- _Data records_
═══
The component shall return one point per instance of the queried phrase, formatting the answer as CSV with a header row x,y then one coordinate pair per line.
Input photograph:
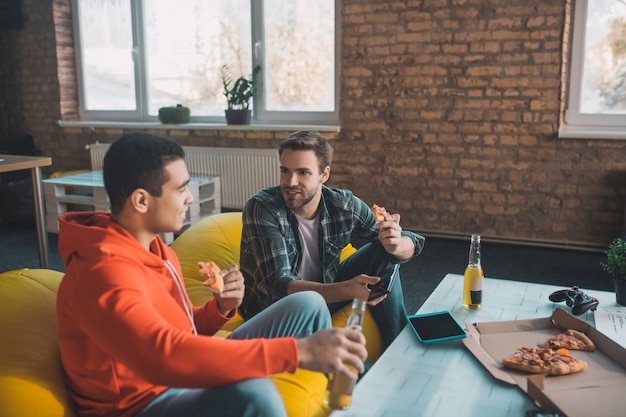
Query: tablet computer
x,y
436,327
═══
- _Problem description_
Rewrite the records above as a numbered list, one line per item, without the blank lines or the pictures.

- _Result for this task_
1. The component shall return one point per instance of the queried phrase, formatting the answer as CSV with a header row x,y then one coordinate pair per line.
2. Input photograph:
3. Query: tablet computer
4. x,y
5. 436,327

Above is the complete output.